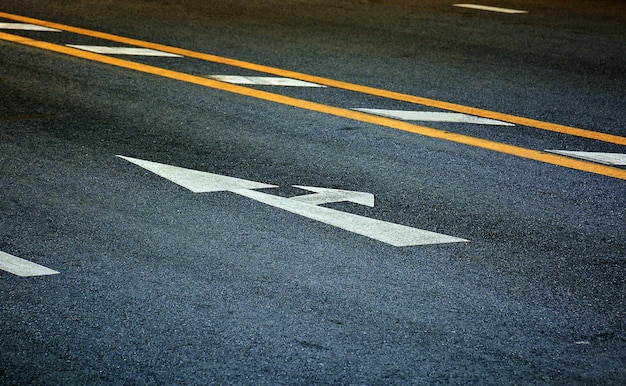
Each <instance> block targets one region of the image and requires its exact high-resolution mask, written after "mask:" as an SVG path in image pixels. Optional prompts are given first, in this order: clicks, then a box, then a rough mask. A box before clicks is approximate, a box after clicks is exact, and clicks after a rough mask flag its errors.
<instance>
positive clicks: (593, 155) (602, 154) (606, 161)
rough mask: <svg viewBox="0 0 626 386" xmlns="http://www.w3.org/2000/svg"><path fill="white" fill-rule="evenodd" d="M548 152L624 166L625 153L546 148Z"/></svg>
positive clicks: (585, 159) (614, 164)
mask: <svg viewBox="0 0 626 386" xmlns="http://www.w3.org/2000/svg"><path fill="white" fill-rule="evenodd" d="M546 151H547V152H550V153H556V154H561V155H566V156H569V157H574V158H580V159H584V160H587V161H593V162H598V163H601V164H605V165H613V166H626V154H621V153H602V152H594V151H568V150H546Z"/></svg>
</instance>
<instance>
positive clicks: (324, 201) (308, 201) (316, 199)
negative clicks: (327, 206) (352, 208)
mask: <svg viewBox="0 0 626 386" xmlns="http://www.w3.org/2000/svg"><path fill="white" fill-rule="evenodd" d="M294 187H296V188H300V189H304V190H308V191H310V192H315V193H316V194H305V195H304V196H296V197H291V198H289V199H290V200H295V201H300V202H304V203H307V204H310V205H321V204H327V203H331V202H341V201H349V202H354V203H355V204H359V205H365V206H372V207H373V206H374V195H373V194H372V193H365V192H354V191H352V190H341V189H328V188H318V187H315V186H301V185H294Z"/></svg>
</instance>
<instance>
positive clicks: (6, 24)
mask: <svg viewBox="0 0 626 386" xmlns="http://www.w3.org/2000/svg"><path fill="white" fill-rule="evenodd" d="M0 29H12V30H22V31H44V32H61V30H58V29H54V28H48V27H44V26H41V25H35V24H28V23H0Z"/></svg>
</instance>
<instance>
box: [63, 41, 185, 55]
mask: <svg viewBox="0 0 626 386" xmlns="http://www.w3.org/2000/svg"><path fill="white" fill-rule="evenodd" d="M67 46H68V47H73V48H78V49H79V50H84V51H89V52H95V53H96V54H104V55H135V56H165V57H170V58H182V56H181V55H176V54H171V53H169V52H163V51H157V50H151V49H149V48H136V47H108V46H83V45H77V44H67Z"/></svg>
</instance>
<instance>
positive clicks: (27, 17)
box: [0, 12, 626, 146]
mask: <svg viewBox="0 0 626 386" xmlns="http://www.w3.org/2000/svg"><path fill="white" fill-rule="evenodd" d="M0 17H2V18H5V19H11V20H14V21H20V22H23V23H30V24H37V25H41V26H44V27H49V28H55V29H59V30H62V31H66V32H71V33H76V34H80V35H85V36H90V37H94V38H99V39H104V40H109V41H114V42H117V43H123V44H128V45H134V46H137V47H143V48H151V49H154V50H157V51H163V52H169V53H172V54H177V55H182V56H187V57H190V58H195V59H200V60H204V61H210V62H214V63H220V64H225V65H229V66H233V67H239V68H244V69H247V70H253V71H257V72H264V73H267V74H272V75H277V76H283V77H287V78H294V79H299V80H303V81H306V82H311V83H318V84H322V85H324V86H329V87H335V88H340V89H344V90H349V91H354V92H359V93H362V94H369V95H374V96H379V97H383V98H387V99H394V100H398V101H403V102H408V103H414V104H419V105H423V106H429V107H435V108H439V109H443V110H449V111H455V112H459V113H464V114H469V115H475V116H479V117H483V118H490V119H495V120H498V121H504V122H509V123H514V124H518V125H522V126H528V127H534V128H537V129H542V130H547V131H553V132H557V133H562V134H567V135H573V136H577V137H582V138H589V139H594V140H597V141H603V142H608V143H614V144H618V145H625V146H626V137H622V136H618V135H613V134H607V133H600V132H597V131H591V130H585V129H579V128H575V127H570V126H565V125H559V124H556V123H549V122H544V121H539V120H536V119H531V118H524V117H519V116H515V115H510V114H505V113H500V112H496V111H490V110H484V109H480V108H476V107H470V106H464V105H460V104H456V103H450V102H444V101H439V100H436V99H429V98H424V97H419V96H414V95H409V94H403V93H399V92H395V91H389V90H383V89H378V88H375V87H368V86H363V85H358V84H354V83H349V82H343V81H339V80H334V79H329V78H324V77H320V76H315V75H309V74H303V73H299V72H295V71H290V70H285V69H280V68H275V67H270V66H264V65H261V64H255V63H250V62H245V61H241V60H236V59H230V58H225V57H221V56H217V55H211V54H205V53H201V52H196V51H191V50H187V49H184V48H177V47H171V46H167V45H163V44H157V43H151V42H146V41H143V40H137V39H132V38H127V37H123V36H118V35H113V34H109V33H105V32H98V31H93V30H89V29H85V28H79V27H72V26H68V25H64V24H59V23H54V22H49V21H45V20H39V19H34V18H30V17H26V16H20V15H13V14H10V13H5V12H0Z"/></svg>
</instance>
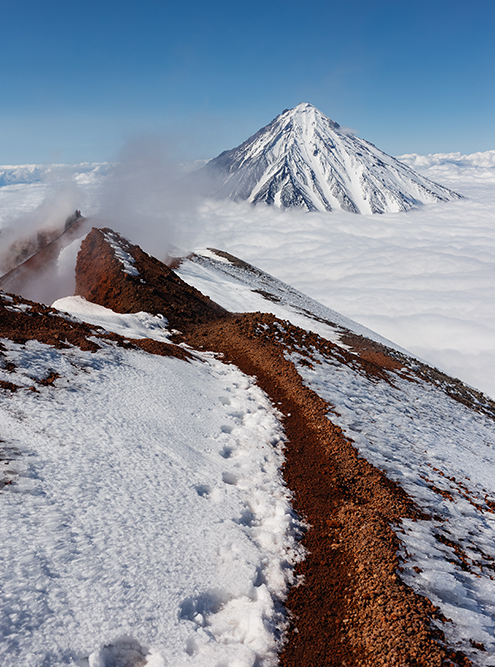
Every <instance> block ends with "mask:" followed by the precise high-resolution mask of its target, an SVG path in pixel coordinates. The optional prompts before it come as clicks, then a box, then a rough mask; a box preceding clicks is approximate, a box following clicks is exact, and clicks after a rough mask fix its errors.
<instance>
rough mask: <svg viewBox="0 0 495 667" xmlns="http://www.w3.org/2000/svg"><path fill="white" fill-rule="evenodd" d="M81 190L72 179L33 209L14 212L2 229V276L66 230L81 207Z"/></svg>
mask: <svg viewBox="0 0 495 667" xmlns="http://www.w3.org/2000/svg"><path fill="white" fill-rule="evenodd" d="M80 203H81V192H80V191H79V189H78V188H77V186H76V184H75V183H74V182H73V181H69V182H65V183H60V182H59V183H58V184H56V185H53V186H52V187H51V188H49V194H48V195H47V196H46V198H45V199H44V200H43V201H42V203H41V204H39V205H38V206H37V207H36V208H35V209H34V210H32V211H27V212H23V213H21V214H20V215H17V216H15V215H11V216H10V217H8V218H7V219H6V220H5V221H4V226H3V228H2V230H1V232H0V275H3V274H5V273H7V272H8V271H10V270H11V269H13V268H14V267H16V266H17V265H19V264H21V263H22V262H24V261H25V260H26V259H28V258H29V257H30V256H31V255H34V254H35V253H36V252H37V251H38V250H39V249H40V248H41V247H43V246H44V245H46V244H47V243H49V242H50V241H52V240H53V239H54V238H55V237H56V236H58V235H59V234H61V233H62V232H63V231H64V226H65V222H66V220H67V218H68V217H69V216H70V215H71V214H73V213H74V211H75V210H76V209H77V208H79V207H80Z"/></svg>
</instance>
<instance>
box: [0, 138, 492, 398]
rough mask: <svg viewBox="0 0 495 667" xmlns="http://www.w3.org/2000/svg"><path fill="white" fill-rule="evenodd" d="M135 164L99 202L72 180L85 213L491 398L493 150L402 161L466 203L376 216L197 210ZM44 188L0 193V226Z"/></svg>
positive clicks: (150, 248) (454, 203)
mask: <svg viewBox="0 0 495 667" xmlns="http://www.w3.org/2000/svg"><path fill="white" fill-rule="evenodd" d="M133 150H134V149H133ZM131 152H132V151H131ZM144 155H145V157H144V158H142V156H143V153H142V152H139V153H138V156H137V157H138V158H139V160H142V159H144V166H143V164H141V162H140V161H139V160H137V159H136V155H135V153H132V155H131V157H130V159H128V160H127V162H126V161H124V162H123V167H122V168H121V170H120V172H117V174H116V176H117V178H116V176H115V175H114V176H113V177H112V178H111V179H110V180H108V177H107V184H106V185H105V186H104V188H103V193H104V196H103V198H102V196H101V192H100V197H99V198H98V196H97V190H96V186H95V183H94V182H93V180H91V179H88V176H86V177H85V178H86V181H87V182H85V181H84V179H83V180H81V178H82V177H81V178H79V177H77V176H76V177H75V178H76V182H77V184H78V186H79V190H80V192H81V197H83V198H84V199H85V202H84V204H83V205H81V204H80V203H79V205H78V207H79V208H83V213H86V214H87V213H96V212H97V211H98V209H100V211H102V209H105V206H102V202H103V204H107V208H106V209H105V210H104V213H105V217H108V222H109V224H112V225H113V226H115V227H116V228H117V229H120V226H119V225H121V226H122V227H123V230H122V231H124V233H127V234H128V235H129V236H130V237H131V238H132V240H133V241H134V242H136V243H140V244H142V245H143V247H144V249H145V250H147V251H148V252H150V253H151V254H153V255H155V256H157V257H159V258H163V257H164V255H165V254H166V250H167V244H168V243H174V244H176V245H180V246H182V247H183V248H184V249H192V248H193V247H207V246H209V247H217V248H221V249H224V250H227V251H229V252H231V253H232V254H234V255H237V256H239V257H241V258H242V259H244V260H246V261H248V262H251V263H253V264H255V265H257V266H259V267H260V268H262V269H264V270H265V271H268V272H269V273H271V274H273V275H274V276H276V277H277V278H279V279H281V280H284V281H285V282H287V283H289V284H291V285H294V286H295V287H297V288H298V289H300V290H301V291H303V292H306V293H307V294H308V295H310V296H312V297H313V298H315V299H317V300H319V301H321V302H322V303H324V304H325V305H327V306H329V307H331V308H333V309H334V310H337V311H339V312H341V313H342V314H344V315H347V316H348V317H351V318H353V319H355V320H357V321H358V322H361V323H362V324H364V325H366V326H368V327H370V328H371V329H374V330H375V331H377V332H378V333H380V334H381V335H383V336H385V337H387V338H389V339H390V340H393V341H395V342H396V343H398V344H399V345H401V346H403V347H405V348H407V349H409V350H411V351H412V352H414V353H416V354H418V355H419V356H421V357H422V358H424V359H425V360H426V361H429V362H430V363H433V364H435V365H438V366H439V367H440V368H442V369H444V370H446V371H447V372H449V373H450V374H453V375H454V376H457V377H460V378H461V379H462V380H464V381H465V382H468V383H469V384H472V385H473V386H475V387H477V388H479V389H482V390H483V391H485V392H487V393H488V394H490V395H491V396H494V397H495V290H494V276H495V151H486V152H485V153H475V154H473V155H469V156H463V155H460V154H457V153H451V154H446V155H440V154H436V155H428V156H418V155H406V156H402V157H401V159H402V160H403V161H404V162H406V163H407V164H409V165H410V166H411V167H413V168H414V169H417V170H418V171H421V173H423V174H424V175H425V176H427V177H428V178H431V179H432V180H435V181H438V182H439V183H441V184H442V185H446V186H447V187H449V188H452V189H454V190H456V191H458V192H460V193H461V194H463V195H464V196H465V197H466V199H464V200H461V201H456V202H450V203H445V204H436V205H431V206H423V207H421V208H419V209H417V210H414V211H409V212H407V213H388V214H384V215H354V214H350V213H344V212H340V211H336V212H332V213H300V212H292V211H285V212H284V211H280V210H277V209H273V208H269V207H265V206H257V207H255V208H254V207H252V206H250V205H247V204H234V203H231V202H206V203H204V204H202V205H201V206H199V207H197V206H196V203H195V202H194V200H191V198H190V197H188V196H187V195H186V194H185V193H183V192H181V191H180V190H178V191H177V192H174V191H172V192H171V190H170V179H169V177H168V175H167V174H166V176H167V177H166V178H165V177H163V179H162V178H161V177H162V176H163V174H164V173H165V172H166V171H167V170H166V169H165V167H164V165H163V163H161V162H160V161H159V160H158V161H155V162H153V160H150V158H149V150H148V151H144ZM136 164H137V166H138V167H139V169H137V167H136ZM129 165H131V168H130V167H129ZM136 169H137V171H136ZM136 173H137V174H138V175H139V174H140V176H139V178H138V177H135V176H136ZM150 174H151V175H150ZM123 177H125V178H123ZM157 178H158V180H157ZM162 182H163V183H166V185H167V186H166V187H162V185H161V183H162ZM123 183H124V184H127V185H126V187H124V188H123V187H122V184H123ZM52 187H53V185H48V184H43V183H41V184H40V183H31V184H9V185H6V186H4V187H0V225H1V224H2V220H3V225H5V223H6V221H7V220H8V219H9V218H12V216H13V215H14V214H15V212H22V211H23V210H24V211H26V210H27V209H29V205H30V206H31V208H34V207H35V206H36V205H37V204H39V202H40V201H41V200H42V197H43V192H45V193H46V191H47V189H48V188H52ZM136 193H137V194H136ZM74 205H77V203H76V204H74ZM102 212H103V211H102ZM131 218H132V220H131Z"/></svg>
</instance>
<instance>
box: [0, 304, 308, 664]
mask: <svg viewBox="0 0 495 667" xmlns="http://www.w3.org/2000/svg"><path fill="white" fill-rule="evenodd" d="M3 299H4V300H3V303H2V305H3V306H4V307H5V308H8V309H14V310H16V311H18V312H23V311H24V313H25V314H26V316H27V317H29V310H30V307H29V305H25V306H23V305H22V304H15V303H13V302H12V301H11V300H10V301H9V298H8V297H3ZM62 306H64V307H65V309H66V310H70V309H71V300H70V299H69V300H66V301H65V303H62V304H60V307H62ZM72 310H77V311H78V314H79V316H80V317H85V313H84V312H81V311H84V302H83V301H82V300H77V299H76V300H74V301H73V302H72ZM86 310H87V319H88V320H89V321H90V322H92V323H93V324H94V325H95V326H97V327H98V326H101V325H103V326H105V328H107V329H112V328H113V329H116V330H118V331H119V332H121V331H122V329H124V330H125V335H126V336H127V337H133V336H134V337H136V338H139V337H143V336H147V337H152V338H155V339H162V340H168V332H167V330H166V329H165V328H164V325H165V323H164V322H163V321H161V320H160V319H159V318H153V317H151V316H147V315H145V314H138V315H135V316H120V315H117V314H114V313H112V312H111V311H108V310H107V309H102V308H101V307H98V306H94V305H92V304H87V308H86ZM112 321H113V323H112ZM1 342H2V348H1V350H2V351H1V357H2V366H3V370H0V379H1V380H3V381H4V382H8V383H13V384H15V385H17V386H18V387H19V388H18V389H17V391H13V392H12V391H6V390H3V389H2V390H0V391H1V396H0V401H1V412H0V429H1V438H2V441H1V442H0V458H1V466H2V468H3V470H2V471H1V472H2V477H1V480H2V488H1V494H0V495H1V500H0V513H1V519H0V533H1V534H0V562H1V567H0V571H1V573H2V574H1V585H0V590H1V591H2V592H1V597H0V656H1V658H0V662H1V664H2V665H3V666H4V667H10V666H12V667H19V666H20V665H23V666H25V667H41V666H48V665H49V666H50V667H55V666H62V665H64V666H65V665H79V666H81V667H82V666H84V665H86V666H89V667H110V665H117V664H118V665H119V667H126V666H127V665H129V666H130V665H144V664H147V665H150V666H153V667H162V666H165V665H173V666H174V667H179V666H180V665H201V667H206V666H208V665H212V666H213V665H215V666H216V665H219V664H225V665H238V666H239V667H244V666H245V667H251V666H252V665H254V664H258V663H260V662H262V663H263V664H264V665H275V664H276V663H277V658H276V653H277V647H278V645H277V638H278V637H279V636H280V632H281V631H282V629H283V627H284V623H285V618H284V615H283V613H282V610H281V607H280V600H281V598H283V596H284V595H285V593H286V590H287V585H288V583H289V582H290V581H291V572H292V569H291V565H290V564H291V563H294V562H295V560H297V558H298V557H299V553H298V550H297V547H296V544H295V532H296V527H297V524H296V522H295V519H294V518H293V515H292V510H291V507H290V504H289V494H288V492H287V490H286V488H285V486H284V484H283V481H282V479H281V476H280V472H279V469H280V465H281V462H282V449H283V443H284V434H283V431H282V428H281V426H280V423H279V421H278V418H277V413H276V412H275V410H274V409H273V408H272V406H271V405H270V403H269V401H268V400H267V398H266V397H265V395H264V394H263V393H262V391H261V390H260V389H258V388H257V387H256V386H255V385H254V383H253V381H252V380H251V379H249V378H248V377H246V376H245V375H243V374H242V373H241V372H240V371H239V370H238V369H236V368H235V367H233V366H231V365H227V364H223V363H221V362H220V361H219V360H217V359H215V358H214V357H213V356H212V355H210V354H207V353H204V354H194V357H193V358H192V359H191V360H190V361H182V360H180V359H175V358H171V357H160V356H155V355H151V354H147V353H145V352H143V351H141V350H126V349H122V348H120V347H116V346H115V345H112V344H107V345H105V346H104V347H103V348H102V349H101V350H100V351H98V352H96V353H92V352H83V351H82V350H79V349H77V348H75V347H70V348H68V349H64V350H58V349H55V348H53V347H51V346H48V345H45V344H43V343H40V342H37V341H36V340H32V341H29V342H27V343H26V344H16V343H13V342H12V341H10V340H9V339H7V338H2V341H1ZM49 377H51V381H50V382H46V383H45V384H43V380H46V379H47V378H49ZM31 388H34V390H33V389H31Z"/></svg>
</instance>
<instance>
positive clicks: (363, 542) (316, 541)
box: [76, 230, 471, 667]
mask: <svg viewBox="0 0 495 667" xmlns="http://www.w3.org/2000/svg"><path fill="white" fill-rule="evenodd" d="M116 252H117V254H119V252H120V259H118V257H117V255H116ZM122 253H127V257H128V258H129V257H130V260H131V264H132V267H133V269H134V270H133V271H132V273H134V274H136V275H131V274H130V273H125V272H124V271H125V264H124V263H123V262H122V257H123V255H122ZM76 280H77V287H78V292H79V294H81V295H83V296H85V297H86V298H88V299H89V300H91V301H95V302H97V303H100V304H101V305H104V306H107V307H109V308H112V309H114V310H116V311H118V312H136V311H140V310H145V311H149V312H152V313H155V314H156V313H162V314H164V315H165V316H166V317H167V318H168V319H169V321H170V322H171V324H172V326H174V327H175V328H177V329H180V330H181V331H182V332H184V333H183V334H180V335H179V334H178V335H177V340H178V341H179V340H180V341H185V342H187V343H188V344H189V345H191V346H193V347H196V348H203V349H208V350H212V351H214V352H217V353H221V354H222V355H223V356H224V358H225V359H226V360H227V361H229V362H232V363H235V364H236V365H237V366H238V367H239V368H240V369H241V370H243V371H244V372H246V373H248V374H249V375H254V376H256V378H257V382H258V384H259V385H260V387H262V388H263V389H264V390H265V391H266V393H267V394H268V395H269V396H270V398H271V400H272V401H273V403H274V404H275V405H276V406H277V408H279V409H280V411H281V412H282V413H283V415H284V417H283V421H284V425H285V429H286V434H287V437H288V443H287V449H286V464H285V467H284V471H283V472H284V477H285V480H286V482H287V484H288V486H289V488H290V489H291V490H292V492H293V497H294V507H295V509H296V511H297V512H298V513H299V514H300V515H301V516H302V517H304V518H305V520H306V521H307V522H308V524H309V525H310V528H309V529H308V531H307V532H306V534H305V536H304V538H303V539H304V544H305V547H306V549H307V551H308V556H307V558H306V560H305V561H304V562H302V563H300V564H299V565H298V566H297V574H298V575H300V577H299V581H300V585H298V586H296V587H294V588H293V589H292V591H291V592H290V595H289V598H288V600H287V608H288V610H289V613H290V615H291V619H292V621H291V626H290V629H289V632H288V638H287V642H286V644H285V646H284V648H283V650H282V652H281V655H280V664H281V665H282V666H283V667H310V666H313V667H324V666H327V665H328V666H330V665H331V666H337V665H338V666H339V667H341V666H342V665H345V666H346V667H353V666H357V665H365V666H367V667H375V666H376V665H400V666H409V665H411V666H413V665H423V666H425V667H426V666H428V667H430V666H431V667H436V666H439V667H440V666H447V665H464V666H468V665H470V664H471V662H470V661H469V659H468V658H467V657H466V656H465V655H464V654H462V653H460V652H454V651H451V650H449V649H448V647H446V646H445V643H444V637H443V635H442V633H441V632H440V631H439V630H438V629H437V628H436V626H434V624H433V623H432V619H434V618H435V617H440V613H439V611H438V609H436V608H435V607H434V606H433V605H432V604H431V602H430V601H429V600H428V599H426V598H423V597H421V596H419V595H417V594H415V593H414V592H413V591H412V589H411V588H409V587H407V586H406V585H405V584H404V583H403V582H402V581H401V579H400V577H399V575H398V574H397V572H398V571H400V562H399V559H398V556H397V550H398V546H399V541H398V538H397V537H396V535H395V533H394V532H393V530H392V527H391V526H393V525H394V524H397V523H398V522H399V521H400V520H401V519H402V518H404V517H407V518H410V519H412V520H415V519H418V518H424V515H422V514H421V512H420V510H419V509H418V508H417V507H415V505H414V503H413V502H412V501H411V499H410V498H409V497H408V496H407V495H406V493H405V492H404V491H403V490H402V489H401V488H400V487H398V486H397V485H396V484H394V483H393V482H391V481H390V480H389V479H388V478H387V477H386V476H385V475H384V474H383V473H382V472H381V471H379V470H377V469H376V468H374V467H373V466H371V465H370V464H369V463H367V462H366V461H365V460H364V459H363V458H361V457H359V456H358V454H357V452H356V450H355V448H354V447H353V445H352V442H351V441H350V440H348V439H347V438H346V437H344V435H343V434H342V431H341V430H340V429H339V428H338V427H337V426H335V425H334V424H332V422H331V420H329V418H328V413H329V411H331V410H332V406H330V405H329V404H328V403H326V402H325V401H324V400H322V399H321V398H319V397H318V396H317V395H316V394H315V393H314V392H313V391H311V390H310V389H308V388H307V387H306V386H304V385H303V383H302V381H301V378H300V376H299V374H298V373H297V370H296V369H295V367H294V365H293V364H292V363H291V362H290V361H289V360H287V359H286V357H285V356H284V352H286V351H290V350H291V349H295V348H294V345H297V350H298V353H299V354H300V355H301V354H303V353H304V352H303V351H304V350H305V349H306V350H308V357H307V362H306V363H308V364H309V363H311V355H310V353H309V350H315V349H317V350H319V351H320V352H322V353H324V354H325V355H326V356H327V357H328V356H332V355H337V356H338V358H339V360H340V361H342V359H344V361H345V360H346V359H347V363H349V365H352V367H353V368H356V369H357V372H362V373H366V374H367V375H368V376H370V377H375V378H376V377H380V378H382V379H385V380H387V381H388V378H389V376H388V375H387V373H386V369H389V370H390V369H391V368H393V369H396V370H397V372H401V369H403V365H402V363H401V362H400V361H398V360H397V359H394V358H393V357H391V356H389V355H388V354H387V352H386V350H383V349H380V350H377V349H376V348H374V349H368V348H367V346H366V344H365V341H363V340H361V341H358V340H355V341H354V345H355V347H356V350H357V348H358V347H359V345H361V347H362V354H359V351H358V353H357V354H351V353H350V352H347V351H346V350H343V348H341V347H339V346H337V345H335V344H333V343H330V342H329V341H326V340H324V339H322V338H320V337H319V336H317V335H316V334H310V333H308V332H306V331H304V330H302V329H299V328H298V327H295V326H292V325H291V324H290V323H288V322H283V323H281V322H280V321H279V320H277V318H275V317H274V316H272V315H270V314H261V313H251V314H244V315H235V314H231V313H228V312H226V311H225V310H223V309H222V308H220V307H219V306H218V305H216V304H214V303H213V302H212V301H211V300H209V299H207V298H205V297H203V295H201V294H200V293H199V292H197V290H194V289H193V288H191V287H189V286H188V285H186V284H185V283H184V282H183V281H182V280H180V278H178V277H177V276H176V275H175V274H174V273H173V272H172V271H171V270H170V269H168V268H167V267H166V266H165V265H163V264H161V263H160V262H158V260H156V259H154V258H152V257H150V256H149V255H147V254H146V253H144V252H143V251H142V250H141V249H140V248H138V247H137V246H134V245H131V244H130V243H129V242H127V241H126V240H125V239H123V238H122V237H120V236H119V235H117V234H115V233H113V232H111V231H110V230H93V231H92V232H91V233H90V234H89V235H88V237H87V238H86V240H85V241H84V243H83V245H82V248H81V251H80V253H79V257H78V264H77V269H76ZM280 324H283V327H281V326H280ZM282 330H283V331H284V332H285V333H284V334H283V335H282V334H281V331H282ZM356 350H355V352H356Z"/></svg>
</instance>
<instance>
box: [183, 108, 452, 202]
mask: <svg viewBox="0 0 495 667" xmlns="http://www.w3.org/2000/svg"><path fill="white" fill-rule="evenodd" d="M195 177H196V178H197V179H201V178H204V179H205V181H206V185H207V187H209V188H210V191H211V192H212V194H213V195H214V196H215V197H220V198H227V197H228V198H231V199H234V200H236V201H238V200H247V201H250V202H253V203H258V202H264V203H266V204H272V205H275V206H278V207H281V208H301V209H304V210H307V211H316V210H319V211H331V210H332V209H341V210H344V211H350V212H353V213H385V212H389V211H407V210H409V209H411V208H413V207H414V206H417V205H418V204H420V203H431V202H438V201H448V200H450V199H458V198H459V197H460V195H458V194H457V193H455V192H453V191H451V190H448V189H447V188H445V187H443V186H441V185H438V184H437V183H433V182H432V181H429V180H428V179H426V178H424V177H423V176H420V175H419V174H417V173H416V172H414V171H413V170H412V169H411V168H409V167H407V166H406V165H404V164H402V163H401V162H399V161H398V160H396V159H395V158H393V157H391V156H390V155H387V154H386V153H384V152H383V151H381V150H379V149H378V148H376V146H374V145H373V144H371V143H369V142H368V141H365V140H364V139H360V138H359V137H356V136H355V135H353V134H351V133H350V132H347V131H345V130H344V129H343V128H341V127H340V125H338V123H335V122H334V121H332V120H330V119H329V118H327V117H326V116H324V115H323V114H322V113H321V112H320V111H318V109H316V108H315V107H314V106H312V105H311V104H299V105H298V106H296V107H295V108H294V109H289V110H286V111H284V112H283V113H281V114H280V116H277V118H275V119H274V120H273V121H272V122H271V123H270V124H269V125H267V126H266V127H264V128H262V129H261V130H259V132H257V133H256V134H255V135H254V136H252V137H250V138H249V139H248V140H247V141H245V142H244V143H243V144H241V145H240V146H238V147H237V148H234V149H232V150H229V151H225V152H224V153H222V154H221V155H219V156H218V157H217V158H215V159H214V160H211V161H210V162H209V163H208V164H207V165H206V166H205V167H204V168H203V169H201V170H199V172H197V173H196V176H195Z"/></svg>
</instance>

══════════

— What you need to do —
Locate each line in the entries above that contains the string "high" and copy those lines in full.

— Response area —
Each <instance> block targets one region of the image and requires its exact high-resolution mask, written after "mask:" as an SVG path in image pixels. Optional prompts are given first, in this order: clicks, then a box, then a rough mask. A box before clicks is approximate, a box after clicks is exact, and clicks after a rough mask flag its errors.
Every <instance> block ends with "mask:" followed by the precise high-resolution mask of its target, an SVG path in pixel coordinates. The optional prompts before it come as clicks, then a box, then a rough mask; a box preceding clicks is approximate, a box following clicks is exact, and clicks after a rough mask fix its errors.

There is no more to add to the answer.